Each record needs to be echoed exactly; can you do that?
----- Records supplied -----
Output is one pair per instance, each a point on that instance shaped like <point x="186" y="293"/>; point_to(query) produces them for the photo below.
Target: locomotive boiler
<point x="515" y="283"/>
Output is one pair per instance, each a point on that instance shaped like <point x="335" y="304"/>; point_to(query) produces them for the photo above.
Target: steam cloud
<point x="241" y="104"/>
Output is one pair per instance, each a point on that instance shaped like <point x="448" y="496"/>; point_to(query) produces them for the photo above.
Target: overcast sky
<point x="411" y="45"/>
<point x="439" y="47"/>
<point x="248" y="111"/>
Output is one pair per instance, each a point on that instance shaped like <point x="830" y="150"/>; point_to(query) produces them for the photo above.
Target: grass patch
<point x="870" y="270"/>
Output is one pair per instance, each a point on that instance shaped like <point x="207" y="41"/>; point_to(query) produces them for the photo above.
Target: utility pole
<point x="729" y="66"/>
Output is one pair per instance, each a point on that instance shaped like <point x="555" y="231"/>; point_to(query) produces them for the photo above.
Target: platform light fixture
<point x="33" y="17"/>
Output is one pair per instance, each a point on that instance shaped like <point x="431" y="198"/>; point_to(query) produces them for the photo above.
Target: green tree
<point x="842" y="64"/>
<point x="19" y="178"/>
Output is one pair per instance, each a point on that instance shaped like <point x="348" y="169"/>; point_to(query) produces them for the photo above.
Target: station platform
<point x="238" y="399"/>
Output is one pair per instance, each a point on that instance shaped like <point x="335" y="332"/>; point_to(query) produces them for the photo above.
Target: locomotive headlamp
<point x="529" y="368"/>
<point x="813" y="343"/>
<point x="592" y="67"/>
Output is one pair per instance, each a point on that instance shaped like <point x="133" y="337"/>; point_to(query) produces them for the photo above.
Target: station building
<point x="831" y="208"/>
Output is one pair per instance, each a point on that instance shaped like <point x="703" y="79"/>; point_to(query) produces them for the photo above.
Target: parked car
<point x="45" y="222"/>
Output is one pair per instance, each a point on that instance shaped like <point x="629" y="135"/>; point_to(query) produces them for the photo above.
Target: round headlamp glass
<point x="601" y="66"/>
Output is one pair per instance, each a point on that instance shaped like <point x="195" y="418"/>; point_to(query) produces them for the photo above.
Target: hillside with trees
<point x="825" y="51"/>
-----
Correct result:
Output is one pair per instance, each a point on that instance shaped like <point x="186" y="293"/>; point_to(query) produces them for the photo below.
Target: locomotive boiler
<point x="515" y="283"/>
Output is one pair per instance, each a point on that instance shaped like <point x="335" y="304"/>; point_to(query) produces them for the photo above.
Target: steam cloud
<point x="241" y="104"/>
Output is one pair per instance, each a point on that instance shaped like <point x="448" y="496"/>; point_to(query) produces them for the photo above.
Target: overcast sky
<point x="411" y="45"/>
<point x="439" y="47"/>
<point x="248" y="111"/>
Output is one pair per instance, each a point on that instance shaped like <point x="830" y="150"/>; point_to(query) produces them for the photo above.
Target: grass patch
<point x="870" y="270"/>
Output is one pair per instance, each a point on that instance shaped like <point x="207" y="41"/>; point_to(query) produces them for the photo above.
Target: utility pole
<point x="729" y="66"/>
Output is one pair per instance, each a point on that instance shaped like <point x="555" y="231"/>; point_to(query) produces them for the photo above.
Target: platform light fixture
<point x="33" y="17"/>
Output is one pair per instance, each a point on that instance shaped like <point x="431" y="198"/>; point_to(query) produces them for the photo above.
Target: green tree
<point x="842" y="64"/>
<point x="19" y="178"/>
Output is one pair per instance, each a point on that instance shaped like <point x="348" y="169"/>; point_to(query) produces them for the photo above.
Target: station platform
<point x="238" y="399"/>
Output is one pair per instance, each a point on that instance shaped like <point x="335" y="332"/>; point_to(query) produces them for the photo above.
Target: locomotive headlamp
<point x="529" y="368"/>
<point x="813" y="343"/>
<point x="592" y="67"/>
Output is one pair per instance, each a point on that instance shaped like <point x="133" y="337"/>; point_to(query) produces them for the photo above.
Target: station building
<point x="831" y="208"/>
Output is one pair per instance, each a point on that instance shaped like <point x="703" y="79"/>; point_to(query) produces them for the photo above.
Target: parked car
<point x="45" y="222"/>
Output is one pair per instance, each a point on that instance shaped like <point x="629" y="135"/>; point_to(query) produces them for the photo above.
Target: round headlamp glass
<point x="601" y="66"/>
Output is one pair per instance, each a point on that instance shaped like <point x="195" y="418"/>; point_to(query) produces them for the photo above.
Target: hillside with trees
<point x="825" y="51"/>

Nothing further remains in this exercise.